- Task objective: Put every line of the items below into a Markdown table with the columns "Row" and "Line", numbering the rows in order and omitting blank lines.

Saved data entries
>>>>

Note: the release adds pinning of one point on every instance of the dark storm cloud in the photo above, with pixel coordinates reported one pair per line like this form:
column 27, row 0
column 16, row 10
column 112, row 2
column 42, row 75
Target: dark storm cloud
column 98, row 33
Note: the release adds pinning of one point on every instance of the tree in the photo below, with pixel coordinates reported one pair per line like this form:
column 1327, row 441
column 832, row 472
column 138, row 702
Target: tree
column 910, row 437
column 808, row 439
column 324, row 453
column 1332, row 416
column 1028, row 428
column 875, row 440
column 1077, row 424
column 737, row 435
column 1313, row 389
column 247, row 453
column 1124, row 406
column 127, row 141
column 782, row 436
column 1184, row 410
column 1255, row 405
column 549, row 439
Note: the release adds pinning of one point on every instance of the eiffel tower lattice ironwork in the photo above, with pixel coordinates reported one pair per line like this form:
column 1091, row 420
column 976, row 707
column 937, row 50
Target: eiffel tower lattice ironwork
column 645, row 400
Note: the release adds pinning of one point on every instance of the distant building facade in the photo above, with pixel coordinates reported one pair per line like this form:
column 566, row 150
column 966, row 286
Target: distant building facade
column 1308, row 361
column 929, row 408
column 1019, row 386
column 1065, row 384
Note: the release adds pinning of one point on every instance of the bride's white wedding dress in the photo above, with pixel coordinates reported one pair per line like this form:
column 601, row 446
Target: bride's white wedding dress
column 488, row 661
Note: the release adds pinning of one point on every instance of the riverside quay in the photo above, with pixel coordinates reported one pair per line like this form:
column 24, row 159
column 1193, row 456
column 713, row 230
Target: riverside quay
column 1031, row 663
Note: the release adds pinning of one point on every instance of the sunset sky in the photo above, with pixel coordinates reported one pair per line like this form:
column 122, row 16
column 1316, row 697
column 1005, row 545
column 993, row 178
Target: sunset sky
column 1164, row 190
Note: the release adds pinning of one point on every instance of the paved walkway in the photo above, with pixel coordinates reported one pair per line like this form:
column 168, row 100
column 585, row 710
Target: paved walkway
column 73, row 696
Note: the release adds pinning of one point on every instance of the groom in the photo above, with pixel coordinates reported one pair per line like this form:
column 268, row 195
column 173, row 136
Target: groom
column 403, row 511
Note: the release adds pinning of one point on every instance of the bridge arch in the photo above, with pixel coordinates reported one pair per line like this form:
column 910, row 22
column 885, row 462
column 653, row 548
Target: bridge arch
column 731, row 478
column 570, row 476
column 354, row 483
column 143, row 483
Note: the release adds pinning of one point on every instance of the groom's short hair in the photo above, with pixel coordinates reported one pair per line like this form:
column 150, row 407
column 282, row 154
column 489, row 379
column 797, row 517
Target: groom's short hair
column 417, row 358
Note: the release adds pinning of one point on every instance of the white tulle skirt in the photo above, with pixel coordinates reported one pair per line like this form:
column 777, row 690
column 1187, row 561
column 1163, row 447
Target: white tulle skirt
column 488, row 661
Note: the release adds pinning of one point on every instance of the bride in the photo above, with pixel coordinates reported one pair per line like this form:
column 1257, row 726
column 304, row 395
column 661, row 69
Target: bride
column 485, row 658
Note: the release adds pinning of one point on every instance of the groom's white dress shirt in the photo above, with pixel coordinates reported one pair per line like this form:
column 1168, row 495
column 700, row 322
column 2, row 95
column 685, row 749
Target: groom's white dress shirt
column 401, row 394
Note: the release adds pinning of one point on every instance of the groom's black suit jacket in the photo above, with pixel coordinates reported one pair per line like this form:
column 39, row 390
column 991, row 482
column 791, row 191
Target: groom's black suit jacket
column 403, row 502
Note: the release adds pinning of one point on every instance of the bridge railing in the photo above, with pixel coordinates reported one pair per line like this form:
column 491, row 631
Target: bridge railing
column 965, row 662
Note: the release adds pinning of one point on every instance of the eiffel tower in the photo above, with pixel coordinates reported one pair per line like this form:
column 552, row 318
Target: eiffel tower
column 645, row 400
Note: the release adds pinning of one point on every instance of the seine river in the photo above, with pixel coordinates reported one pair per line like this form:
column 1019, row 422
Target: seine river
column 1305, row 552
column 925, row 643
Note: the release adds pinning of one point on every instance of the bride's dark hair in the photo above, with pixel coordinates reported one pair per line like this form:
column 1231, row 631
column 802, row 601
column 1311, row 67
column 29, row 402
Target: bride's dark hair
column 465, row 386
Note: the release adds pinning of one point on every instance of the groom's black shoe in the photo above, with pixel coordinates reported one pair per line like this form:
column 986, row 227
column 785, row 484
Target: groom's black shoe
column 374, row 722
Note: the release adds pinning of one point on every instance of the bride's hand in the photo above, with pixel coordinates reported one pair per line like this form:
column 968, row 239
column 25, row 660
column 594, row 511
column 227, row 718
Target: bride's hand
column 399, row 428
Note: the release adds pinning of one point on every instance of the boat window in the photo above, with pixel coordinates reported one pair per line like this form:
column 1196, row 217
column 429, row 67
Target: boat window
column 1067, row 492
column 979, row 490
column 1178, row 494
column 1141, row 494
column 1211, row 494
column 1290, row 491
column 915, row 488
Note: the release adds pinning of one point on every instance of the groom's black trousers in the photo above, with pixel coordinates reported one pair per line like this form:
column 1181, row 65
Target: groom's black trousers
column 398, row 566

<<<<

- Response to the task:
| Row | Line |
|---|---|
| 1 | Note: the release adds pinning of one point on every instance of the dark storm cloud in the photo above, with pixel coordinates reported one pair per line like this form: |
| 2 | column 27, row 0 |
| 3 | column 16, row 10 |
| 4 | column 112, row 2 |
| 5 | column 42, row 75 |
| 6 | Target: dark storm cloud |
| 7 | column 98, row 33 |
| 8 | Note: the release adds pinning of one point on every instance of the tree in the photo below, with pixel coordinates reported one pair per line like this form: |
| 9 | column 1327, row 441 |
| 10 | column 832, row 472 |
| 11 | column 138, row 702 |
| 12 | Target: tree |
| 13 | column 910, row 437 |
| 14 | column 808, row 439 |
| 15 | column 324, row 453 |
| 16 | column 1332, row 416 |
| 17 | column 1028, row 428 |
| 18 | column 875, row 440 |
| 19 | column 1077, row 424 |
| 20 | column 737, row 435 |
| 21 | column 1313, row 389 |
| 22 | column 247, row 453 |
| 23 | column 1124, row 406 |
| 24 | column 127, row 141 |
| 25 | column 782, row 436 |
| 26 | column 1184, row 410 |
| 27 | column 1255, row 405 |
| 28 | column 549, row 439 |
| 29 | Note: the release adds pinning of one point on every instance of the eiffel tower lattice ironwork in the photo above, with pixel coordinates reported one pair per line like this form: |
| 30 | column 1091, row 420 |
| 31 | column 976, row 707 |
| 32 | column 937, row 50 |
| 33 | Target: eiffel tower lattice ironwork |
| 34 | column 645, row 400 |
| 35 | Note: the release adds pinning of one point on every instance of the distant building facade in the photo above, with pixel coordinates reported one pair per line like this form: |
| 36 | column 566, row 150 |
| 37 | column 966, row 286 |
| 38 | Target: distant building facade |
| 39 | column 1308, row 361 |
| 40 | column 929, row 408 |
| 41 | column 1019, row 386 |
| 42 | column 1065, row 384 |
| 43 | Note: the release adds pinning of one point on every instance of the bride's white wedding dress in the photo above, with pixel coordinates reported one pair per line like this form: |
| 44 | column 601, row 446 |
| 45 | Target: bride's white wedding dress |
| 46 | column 488, row 661 |
| 47 | Note: the release adds pinning of one point on every instance of the riverside quay in the photo above, with pixel coordinates reported one pair per line like this form: |
| 48 | column 24, row 159 |
| 49 | column 1193, row 456 |
| 50 | column 713, row 230 |
| 51 | Target: riverside quay |
| 52 | column 1031, row 663 |
| 53 | Note: the release adds pinning of one point on every instance of the sunset sky in the photo above, with pixel coordinates reported one pair per line like this form: |
| 54 | column 122, row 16 |
| 55 | column 1316, row 697 |
| 56 | column 1005, row 545 |
| 57 | column 993, row 178 |
| 58 | Target: sunset sky |
| 59 | column 1164, row 190 |
| 60 | Note: the release adds pinning of one point on every instance of the paved walkway in the photo above, with pixel coordinates reported one pair per line like this form: |
| 61 | column 168, row 100 |
| 62 | column 585, row 710 |
| 63 | Target: paved walkway |
| 64 | column 73, row 696 |
| 65 | Note: the release adds pinning of one point on every instance of the groom in the photo above, with pixel coordinates reported one pair per line like this form: |
| 66 | column 268, row 195 |
| 67 | column 173, row 136 |
| 68 | Target: groom |
| 69 | column 403, row 511 |
| 70 | Note: the release adds pinning of one point on every instance of the bridge arch in the photo above, with pixel coordinates reported one pair per line like this form: |
| 71 | column 910, row 22 |
| 72 | column 885, row 462 |
| 73 | column 653, row 548 |
| 74 | Target: bridge arch |
| 75 | column 731, row 478 |
| 76 | column 570, row 476 |
| 77 | column 354, row 483 |
| 78 | column 143, row 483 |
| 79 | Note: the release adds pinning of one point on every instance of the groom's short hair in the photo above, with pixel coordinates reported one pair per line like this form: |
| 80 | column 150, row 407 |
| 81 | column 282, row 154 |
| 82 | column 489, row 379 |
| 83 | column 797, row 517 |
| 84 | Target: groom's short hair |
| 85 | column 417, row 358 |
| 86 | Note: the release adds pinning of one point on every instance of the white tulle skirt in the photo above, with pixel coordinates reported one pair per line like this form: |
| 87 | column 777, row 690 |
| 88 | column 1187, row 561 |
| 89 | column 1163, row 447 |
| 90 | Target: white tulle skirt |
| 91 | column 488, row 661 |
| 92 | Note: the release adds pinning of one point on every instance of the bride in the photo above, with pixel coordinates reported one pair per line like this form: |
| 93 | column 1257, row 726 |
| 94 | column 304, row 395 |
| 95 | column 661, row 69 |
| 96 | Target: bride |
| 97 | column 485, row 658 |
| 98 | Note: the release adds pinning of one point on every instance of the groom's white dress shirt in the photo above, with pixel coordinates reported one pair per line like this form: |
| 99 | column 1168, row 495 |
| 100 | column 700, row 322 |
| 101 | column 2, row 95 |
| 102 | column 685, row 749 |
| 103 | Target: groom's white dress shirt |
| 104 | column 401, row 394 |
| 105 | Note: the release adds pinning of one point on every instance of the groom's black suit jacket in the photo above, with pixel coordinates reported one pair per line like this form: |
| 106 | column 39, row 390 |
| 107 | column 991, row 482 |
| 108 | column 791, row 191 |
| 109 | Target: groom's black suit jacket |
| 110 | column 403, row 502 |
| 111 | Note: the release adds pinning of one point on every instance of the bridge railing in the photo above, with pixel coordinates reported one pair per line like this form: |
| 112 | column 491, row 631 |
| 113 | Target: bridge railing |
| 114 | column 965, row 662 |
| 115 | Note: the release adds pinning of one point on every instance of the eiffel tower in the photo above, with pixel coordinates reported one pair per line like this form: |
| 116 | column 552, row 318 |
| 117 | Target: eiffel tower |
| 118 | column 645, row 400 |
| 119 | Note: the release adds pinning of one point on every instance of the seine river in the photo above, with pixel coordinates reported one pair per line like this form: |
| 120 | column 1019, row 422 |
| 121 | Target: seine river |
| 122 | column 1305, row 552 |
| 123 | column 925, row 643 |
| 124 | Note: the release adds pinning of one point on every instance of the bride's dark hair in the photo above, with pixel coordinates reported one pair per line like this form: |
| 125 | column 1231, row 631 |
| 126 | column 802, row 601 |
| 127 | column 1311, row 67 |
| 128 | column 29, row 402 |
| 129 | Target: bride's dark hair |
| 130 | column 465, row 386 |
| 131 | Note: the release adds pinning of one point on every instance of the groom's black shoe in the photo above, with pixel coordinates reported one pair per line like this form: |
| 132 | column 986, row 227 |
| 133 | column 785, row 484 |
| 134 | Target: groom's black shoe |
| 135 | column 374, row 722 |
| 136 | Note: the release adds pinning of one point on every instance of the bride's hand in the photo above, with pixel coordinates reported one pair per line like this form: |
| 137 | column 968, row 239 |
| 138 | column 25, row 660 |
| 139 | column 594, row 511 |
| 140 | column 227, row 718 |
| 141 | Target: bride's hand |
| 142 | column 399, row 428 |
| 143 | Note: the release adds pinning of one point on every instance of the boat window in the photo above, with pixel coordinates reported one pair per line like this form: |
| 144 | column 1196, row 217 |
| 145 | column 429, row 67 |
| 146 | Target: boat window |
| 147 | column 1067, row 492 |
| 148 | column 979, row 490 |
| 149 | column 1178, row 494 |
| 150 | column 1141, row 494 |
| 151 | column 1211, row 494 |
| 152 | column 1290, row 491 |
| 153 | column 915, row 488 |
| 154 | Note: the release adds pinning of one point on every instance of the groom's black trousers in the photo above, with pixel coordinates reported one pair per line like this form: |
| 155 | column 1181, row 65 |
| 156 | Target: groom's black trousers |
| 157 | column 398, row 566 |